> What to do:
Determine the number of lines below that contain "instance". Write nothing but that number.

Records from a data source:
[Start of Attachment]

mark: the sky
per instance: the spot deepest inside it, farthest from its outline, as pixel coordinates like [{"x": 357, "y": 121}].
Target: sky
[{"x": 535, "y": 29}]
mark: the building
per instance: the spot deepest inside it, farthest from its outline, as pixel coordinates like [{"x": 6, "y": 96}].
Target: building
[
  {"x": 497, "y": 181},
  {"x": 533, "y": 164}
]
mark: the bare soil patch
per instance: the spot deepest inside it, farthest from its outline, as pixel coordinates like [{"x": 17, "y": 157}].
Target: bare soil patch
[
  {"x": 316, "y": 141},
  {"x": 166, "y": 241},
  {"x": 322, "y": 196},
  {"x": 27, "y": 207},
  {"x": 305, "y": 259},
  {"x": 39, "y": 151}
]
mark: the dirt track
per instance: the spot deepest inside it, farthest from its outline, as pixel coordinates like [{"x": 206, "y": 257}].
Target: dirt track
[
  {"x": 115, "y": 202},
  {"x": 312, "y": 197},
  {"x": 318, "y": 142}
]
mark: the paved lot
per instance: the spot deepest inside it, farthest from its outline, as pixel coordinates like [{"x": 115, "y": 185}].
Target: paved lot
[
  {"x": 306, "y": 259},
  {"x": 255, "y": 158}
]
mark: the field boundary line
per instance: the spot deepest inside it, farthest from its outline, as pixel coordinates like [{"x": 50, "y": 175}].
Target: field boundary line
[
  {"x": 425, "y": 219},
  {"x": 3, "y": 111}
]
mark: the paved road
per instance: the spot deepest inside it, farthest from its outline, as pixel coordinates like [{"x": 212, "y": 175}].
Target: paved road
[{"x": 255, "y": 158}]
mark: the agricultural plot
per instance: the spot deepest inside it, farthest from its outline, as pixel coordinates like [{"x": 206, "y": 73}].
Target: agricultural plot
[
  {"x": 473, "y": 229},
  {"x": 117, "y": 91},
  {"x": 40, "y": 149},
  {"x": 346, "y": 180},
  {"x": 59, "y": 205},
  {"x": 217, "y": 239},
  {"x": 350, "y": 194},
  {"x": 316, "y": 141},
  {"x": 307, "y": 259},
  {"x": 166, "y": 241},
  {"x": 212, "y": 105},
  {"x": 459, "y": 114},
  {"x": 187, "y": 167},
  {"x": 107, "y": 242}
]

[End of Attachment]

> The answer:
8